* Dokumenttext
Raus aus der beruflichen Krise
Manche Kolleginnen und Kollegen können einen zur Weißglut bringen. Trotzdem sollte man besser ruhig bleiben. Foto: © vadymvdrobot / Fotolia.de

Raus aus der beruflichen Krise

Wenn es im Job zu Konflikten kommt, ist Handeln gefragt. Doch was ist am geschicktesten? Konfrontation, Rückzug oder gar die Kündigung? Die Optionen schildert Daniela Lukaßen.

Es kriselt. Die Stimmung in der Firma ist schlecht, das Betriebsklima eine Katastrophe. Die Chefin stichelt, die Kollegen hetzen, und Konflikte drohen jeden Moment wieder hochzukochen. Dass es nicht immer nur berufliche Sternstunden gibt, ist sicherlich jedem bewusst. Und die meisten Arbeitnehmerinnen und Arbeitnehmer haben wahrscheinlich schon berufliche Situationen miterlebt, in denen die Stimmung aufgeladen war und Konflikte im Vordergrund standen. Und die meisten wissen: Wenn immer wieder Spannungen im Job auftreten, gilt es zu handeln.

* Gestellte Aufgabe A
Beantworten Sie anhand des Textes über berufliche Krisen diese Fragen:
(i) Wer schildert laut Einleitung die Optionen bei Konflikten im Job?
(ii) Welche drei Möglichkeiten werden in der Einleitung als Fragen genannt?
(iii) Was sollte man laut Bildunterschrift trotz nerviger Kolleginnen und Kollegen besser tun?
* Gestellte Aufgabe B
Setzen Sie den Text über berufliche Krisen nach seinem letzten Satz fort.

* Bereitgestelltes Material
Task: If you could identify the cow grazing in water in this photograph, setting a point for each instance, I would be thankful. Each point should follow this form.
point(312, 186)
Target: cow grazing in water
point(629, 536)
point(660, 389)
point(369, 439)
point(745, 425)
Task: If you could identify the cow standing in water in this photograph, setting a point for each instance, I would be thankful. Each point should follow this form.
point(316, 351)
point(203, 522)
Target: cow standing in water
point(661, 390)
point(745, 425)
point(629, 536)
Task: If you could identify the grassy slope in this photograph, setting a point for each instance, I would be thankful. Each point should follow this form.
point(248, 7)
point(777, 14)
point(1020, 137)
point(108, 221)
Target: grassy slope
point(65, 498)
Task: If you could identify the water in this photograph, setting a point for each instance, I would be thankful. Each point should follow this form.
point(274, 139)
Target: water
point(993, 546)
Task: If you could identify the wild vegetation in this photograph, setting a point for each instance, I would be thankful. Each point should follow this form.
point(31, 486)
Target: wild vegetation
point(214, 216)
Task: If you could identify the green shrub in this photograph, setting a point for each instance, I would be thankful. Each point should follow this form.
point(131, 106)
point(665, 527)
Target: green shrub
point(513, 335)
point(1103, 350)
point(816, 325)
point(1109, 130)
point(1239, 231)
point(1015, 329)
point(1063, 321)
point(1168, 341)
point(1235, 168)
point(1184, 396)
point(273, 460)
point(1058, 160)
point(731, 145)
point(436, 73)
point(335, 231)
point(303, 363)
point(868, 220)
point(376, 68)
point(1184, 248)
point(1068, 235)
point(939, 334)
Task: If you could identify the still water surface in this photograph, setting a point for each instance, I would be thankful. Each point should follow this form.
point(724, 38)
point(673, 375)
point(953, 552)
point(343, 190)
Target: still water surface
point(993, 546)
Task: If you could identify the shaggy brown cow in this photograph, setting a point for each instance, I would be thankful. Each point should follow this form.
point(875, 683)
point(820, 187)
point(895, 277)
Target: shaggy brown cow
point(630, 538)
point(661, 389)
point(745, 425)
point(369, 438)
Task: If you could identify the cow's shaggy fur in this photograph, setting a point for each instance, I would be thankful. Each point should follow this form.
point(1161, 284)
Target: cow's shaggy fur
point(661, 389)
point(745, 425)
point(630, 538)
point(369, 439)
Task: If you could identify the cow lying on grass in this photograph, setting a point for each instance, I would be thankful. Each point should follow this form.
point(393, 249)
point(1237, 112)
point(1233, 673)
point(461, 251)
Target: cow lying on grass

* Antwort A
(i) Daniela Lukaßen.
(ii) Konfrontation, Rückzug oder die Kündigung.
(iii) Ruhig bleiben.

* Antwort B
Wer den Kopf in den Sand steckt und versucht, Unstimmigkeiten zu ignorieren, zieht dabei schnell den Kürzeren. Doch was ist in einer solchen Situation angemessen? Sollte man auf Provokationen durch Kolleginnen und Kollegen oder Vorgesetzte eingehen? Ist es ratsam, die Konflikte nach dem Motto „Augen zu und durch“ irgendwie zu umschiffen?

Oder zieht man lieber die Reißleine und versucht, kurzerhand eine neue Stelle zu finden und noch einmal ganz neu zu beginnen? Das richtige Verhalten in beruflichen Konfliktsituationen ist nicht einfach. Schließlich hängt davon der weitere Verlauf der eigenen Karriere ab. Dazu kommt: Patentrezepte gibt es nicht. Doch es gibt unterschiedliche Möglichkeiten, wie die Betroffenen am besten mit entsprechenden Situationen umgehen können.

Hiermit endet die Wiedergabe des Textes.